* 課題文:
....

生活者としての外国人のために

日本語教師養成校で学ぶ皆さんの就職応募先として、主に、国内の日本語学校、次に、介護、医療、コンピューターなど各種専門学校、技能実習講習を行う監理組合、研修生に日本語教育を施す必要がある企業、海外では、大学、高校、塾などがあります。

ところで、そのような教育機関にいらっしゃらない、外国人についてはどうでしょう。

家族と一緒に日本に入国したけれども、大学進学をめざす日本語学校に学ぶわけではなく、技能実習生として講習を受けるわけでなく、一緒に入国するお子さんのように、地域の学校、またはインターナショナルスクールにかようわけでもない外国人。

家族の就業などの理由で日本に入国してくるかたは、在住期間が明確にあるわけでなく、目的を持つにも決め手もなく、まとまった時間とお金を日本語習得にあてるメリットも感じられず、そのように、自ら動機付けをしにくい状態にいらっしゃいます。言葉がつかえない不便な状況がつづき、ストレスを抱えての生活になります。

例えば、皆さんが3年間のみ、家族の就業のため、フランスに同行する場合、そこの大学に行くという選択肢はまずないでしょうし、家事育児をしながら、もしくは就業者本人であれば働きながら、語学学校へ通うというのも非常に無理があります。例えば日本語学校であれば、毎日朝から夕方まで学校という生活ですが、留学生として赴任するのでない限り、かなり難しい選択になります。また、海外で就業なさる方は、自ら望んでその地に行くわけではない方もたくさんいらっしゃいます。

生活のために必要な言語習得について、時間、目的を考慮し、効果的に教えることができる教師が必要とされています。最適なシラバス、カリキュラム作成、多様な目的をすくいあげることのできる教師が少ない現状があります。

生活者としての外国人に必要な語学教育はどのようなものか。

日本語学校で、語彙・文法・文型をゼロから積みあげていく日本語教育との違いは何か、一度たちどまって考えてみるのはいかがでしょうか。

日本語教師の働き方は多種多様。現在外国人の入国制限が緩和され、実力ある日本語教師の争奪戦がはじまっていますが、実力ある教師は、上記にお話ししたように、留学生ではない、地域の生活者にも求められています。

....

* 分析用データ:
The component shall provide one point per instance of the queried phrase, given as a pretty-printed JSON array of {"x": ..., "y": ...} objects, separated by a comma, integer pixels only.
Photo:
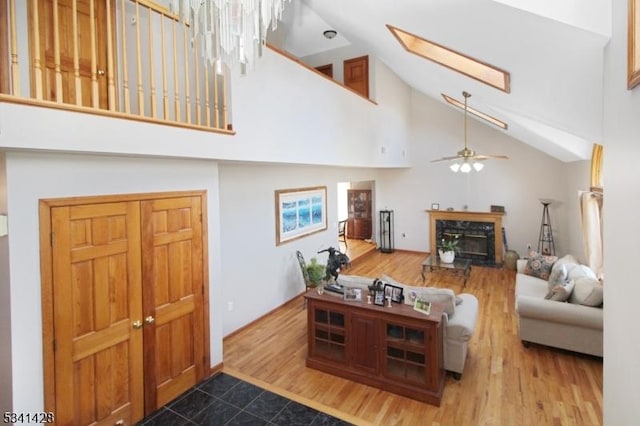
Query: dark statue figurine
[{"x": 335, "y": 262}]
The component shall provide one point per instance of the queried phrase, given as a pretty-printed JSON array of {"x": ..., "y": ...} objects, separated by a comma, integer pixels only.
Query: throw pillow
[
  {"x": 587, "y": 291},
  {"x": 558, "y": 276},
  {"x": 561, "y": 292},
  {"x": 539, "y": 265}
]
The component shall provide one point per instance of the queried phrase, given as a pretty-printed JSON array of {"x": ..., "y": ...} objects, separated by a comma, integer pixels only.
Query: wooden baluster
[
  {"x": 216, "y": 98},
  {"x": 196, "y": 76},
  {"x": 125, "y": 66},
  {"x": 15, "y": 68},
  {"x": 37, "y": 62},
  {"x": 165, "y": 90},
  {"x": 176, "y": 84},
  {"x": 187, "y": 89},
  {"x": 111, "y": 84},
  {"x": 139, "y": 66},
  {"x": 95, "y": 89},
  {"x": 207, "y": 106},
  {"x": 76, "y": 53},
  {"x": 152, "y": 67}
]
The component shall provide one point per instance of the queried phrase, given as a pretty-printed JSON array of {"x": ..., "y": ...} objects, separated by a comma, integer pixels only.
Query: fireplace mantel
[{"x": 490, "y": 217}]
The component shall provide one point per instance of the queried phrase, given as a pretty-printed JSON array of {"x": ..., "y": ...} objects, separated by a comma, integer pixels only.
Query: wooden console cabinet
[{"x": 396, "y": 349}]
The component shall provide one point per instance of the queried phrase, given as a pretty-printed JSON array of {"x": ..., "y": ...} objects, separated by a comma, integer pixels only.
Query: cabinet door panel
[
  {"x": 173, "y": 297},
  {"x": 97, "y": 288}
]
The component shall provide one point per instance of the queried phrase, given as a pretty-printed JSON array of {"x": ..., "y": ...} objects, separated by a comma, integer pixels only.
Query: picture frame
[
  {"x": 633, "y": 45},
  {"x": 378, "y": 298},
  {"x": 352, "y": 294},
  {"x": 300, "y": 212},
  {"x": 422, "y": 305},
  {"x": 394, "y": 293}
]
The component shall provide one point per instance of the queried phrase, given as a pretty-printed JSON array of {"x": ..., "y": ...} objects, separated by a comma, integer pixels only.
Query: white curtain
[{"x": 591, "y": 211}]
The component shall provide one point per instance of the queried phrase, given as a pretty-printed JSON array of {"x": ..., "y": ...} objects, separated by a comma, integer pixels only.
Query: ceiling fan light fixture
[{"x": 330, "y": 34}]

....

* 練習問題: 課題文のうち「例えば、皆さんが3年間のみ、」から「てみるのはいかがでしょうか。」までを、一字一句変えずに書き写してください。 これらの記録は課題文の内容とは関係がありません。

* 記述解答:
例えば、皆さんが3年間のみ、家族の就業のため、フランスに同行する場合、そこの大学に行くという選択肢はまずないでしょうし、家事育児をしながら、もしくは就業者本人であれば働きながら、語学学校へ通うというのも非常に無理があります。例えば日本語学校であれば、毎日朝から夕方まで学校という生活ですが、留学生として赴任するのでない限り、かなり難しい選択になります。また、海外で就業なさる方は、自ら望んでその地に行くわけではない方もたくさんいらっしゃいます。

生活のために必要な言語習得について、時間、目的を考慮し、効果的に教えることができる教師が必要とされています。最適なシラバス、カリキュラム作成、多様な目的をすくいあげることのできる教師が少ない現状があります。

生活者としての外国人に必要な語学教育はどのようなものか。

日本語学校で、語彙・文法・文型をゼロから積みあげていく日本語教育との違いは何か、一度たちどまって考えてみるのはいかがでしょうか。